▸ **PROBLEM TO WORK ON**:
Copy the listing below line for line, changing nothing.

▸ **DATA FOR THE TASK**:

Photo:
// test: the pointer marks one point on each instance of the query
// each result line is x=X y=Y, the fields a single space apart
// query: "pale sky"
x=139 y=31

▸ **OUTPUT BELOW**:
Photo:
// test: the pointer marks one point on each instance of the query
// each result line is x=X y=Y, the fields a single space apart
// query: "pale sky"
x=139 y=31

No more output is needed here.